→ Stated task 1:
Pick out every line of the records that contains the string "column". Case counts.

→ Page excerpt:
###

# Hourly Rate for Kubota KX-121



## Morning Wood (Jan 12, 2008)

Friend has a Kubota KX-121 ex. He got it mainly for his own personal use but does do some jobs now and then. I'm in the middle of an addition on my own house and have to do the landscape too. Thinking about getting him over to clean up and rough out grades. What is a decent hourly rate for a machine that size? Has thumb, blade(no angle). I'm north of Boston.


----------



## rino1494 (Jan 31, 2006)

Whoa, I get to say it first.... tree fiddy.....w00t !!!

In my area a machine like that would go for about $75-$85/hr.


----------



## XanadooLTD (Oct 6, 2007)

rino1494 said:


> Whoa, I get to say it first.... tree fiddy.....w00t !!!
> 
> Lucky.


----------



## Morning Wood (Jan 12, 2008)

Boy, I walked right into that one. Of course, the going rate is tree fiddy. I totally forgot. I think he charges $65/hr. But, he is not super efficient operator. He is good, but not the best I've seen.


----------



## Williams Ex Co (Dec 25, 2007)

Not sure what size this Kubota is but for comparison sake my Bobcat 334 weighs in at about 7500 pounds. On small jobs (which I do many of) that get billed hourly its $105/hr with a 2 hour minimum and $40 truck/trailer mileage minimum. That makes for a $250 minimum bill which isnt to bad if I can do 3-4 small jobs in a days time.


----------



## Morning Wood (Jan 12, 2008)

The machine is about a 5 ton machine.


----------



## cexcavation (Apr 17, 2008)

Williams Ex Co said:


> Not sure what size this Kubota is but for comparison sake my Bobcat 334 weighs in at about 7500 pounds. On small jobs (which I do many of) that get billed hourly its $105/hr with a 2 hour minimum and $40 truck/trailer mileage minimum. That makes for a $250 minimum bill which isnt to bad if I can do 3-4 small jobs in a days time.


I wish I could pull that kind of hourly rate around here. A 30k machine goes for $120/hr in these parts. My Bobcat 435 goes for $85/hr. Maybe the cost of living is different:thumbsup:


----------



## Williams Ex Co (Dec 25, 2007)

###

→ Data entries:
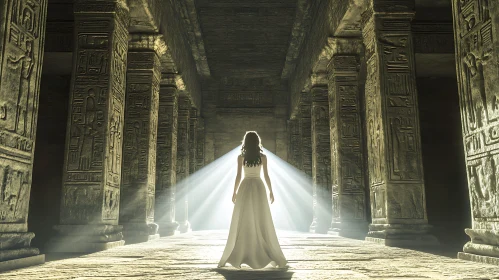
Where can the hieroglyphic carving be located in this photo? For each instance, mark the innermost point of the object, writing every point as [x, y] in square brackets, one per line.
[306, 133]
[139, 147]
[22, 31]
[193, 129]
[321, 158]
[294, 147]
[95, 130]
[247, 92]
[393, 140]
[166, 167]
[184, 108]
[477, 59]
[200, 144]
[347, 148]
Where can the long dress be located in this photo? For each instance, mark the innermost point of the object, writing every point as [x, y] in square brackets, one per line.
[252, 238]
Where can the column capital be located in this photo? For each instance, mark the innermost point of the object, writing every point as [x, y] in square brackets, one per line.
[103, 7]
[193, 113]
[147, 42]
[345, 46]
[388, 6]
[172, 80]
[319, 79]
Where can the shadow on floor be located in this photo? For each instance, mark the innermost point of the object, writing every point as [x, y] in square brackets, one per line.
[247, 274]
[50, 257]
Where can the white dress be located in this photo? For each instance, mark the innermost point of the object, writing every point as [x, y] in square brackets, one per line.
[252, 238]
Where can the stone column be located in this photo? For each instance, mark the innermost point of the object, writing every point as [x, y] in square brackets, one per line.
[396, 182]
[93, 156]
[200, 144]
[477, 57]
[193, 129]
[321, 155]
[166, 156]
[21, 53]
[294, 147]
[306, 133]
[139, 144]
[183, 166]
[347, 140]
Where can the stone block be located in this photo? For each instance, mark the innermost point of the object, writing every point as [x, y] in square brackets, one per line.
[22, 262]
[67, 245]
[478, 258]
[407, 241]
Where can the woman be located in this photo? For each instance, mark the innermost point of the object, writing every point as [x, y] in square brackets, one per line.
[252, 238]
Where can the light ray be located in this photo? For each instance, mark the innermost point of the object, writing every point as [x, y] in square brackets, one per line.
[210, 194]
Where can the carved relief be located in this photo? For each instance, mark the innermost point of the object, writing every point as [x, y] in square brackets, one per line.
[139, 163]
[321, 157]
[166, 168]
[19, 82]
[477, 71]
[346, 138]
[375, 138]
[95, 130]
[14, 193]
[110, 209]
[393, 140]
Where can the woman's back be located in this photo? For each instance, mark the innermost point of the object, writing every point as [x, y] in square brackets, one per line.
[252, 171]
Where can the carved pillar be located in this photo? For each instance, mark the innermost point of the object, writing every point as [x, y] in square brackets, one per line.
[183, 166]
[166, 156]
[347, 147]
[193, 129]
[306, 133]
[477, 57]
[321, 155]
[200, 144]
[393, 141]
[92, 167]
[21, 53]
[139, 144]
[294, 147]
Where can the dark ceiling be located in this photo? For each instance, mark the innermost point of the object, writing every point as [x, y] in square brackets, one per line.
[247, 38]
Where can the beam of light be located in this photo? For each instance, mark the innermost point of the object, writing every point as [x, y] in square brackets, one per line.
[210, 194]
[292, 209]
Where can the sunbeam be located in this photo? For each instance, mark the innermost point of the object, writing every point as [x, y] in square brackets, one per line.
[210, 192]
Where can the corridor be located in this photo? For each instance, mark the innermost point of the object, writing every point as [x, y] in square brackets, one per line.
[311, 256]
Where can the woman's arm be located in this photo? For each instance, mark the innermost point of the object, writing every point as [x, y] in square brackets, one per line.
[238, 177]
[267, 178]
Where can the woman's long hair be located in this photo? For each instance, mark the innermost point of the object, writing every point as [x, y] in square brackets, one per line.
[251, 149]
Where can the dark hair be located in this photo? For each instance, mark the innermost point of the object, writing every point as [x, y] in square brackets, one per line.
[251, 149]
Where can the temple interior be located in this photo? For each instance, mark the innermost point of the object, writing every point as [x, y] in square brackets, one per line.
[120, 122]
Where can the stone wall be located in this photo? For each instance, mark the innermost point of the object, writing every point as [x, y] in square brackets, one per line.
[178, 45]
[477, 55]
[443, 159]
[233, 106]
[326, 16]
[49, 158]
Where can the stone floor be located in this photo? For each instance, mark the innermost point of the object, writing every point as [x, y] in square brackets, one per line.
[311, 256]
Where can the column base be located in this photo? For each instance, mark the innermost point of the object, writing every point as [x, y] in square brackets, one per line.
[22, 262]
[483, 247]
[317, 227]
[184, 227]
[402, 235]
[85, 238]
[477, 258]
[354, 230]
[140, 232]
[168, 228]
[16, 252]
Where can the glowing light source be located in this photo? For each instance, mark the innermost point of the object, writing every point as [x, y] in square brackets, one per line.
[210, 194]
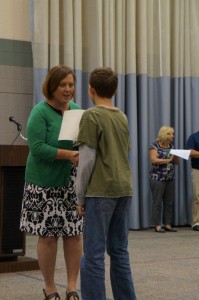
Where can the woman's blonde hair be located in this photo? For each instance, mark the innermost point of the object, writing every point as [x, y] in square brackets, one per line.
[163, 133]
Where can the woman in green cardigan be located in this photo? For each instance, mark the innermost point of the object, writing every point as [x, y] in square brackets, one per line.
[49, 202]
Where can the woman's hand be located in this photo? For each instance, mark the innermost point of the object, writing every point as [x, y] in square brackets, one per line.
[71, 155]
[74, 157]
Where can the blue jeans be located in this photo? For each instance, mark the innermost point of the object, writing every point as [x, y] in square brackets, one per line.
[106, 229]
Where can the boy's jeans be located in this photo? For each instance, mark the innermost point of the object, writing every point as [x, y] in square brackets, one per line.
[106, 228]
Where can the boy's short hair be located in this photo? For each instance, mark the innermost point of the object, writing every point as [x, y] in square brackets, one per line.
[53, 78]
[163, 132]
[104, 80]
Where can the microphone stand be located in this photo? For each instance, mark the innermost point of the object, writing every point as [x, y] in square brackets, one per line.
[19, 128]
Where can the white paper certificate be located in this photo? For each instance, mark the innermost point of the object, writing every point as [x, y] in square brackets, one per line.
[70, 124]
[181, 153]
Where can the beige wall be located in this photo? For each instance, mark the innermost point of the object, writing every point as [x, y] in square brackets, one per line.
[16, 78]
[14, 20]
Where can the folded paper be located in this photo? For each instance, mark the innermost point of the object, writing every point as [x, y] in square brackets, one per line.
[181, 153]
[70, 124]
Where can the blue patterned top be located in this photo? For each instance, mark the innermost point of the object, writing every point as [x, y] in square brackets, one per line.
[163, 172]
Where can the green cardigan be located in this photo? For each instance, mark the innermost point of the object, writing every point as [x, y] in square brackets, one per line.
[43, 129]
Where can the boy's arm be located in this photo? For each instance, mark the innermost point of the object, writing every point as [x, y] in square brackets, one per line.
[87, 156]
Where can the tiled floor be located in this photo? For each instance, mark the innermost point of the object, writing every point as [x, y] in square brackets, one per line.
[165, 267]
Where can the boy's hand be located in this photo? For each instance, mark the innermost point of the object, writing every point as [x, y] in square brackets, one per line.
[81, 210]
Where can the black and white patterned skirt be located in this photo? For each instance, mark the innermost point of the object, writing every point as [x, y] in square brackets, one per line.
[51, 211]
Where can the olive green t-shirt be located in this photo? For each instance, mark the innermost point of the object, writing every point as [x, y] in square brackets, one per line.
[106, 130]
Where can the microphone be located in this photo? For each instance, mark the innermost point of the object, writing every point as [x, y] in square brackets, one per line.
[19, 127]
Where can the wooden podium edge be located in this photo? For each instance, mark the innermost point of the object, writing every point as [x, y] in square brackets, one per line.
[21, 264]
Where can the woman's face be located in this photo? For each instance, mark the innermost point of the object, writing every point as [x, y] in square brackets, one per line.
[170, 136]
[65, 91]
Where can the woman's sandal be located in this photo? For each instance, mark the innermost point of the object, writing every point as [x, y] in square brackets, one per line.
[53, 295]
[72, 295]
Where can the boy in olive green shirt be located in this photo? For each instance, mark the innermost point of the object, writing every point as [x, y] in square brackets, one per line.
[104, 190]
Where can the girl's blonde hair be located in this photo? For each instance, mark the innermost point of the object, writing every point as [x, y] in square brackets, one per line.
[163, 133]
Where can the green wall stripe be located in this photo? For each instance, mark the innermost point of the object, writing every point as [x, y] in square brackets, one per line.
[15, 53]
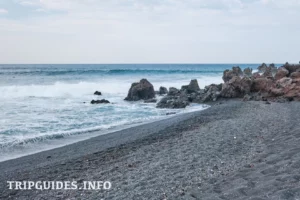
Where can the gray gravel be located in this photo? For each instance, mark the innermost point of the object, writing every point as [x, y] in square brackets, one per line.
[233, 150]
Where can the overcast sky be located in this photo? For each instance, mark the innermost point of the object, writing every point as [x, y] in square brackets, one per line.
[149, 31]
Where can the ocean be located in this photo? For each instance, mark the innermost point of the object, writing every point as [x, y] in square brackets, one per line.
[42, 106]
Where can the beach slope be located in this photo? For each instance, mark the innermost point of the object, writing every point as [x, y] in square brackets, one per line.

###

→ Stated task 2:
Extend the forum thread on the hourly rate for a Kubota KX-121 past its last line.

→ Expected answer 1:
Where can the column capital be located in this photo? For each instance, mark the innermost point of the object, writing every point as [x, y] in square brackets, one per line.
Where can the stone column be located in this photo? For each instance, mark the innermost point of the object, writing every point as [x, y] in square brackets, one per line.
Where can the column base be located in this photo? For each instance, mark the innermost point of the object, writing every point as [x, y] in square brackets, one per line.

→ Expected answer 2:
cexcavation said:


> I wish I could pull that kind of hourly rate around here. A 30k machine goes for $120/hr in these parts. My Bobcat 435 goes for $85/hr. Maybe the cost of living is different:thumbsup:


 

My Komatsu PC 150 (about 35K #) is $150/hr if I work it hourly, same thing for my Cat 225 (about 55K #) or D6C dozer.... Cost of living here is pretty low as far as I'm concerned. Plenty of competition here but most of the 'big guys' dont bother returning calls on small stuff. I do and it seems to keep me plenty busy and profitable considering the minimum I put on any job. 4 small jobs that I may only have 6 hours in grosses a grand, not too bad considering the wear and tear on the machine and a few gallons of fuel. Conversely, the 225 or D6C burn 6+ gallons per hour and cost lots more in maintanence and wear/tear.... All for a few bucks more per hour. Hardly worth it to work those machines hourly. If they go out on a job they get billed out as 8 hour minimums plus a minimum of $150 for my semi and trailer...


----------



## rino1494 (Jan 31, 2006)

I wish I could get even somewhat close to those rates.


----------



## danthedirtguy (Nov 15, 2009)

I get $650-$750 per day for my 121........depending on the customers attitude


----------



## Blas (Jan 29, 2008)

We have a Dooson about that size and we get rrrrrrrrrrrrraaaaaaaaaaa..........about tree fidy. Per hour that includes FOG.:laughing:


----------



## donzi82 (Nov 10, 2009)

In the D.C. area a cool 150 - 200 hr easy.


----------



## tgeb (Feb 9, 2006)

donzi82 said:


> In the D.C. area a cool 150 - 200 hr easy.


You are kidding, right?

No one is going to pay that for a 7,500lb mini ex.


----------



## danthedirtguy (Nov 15, 2009)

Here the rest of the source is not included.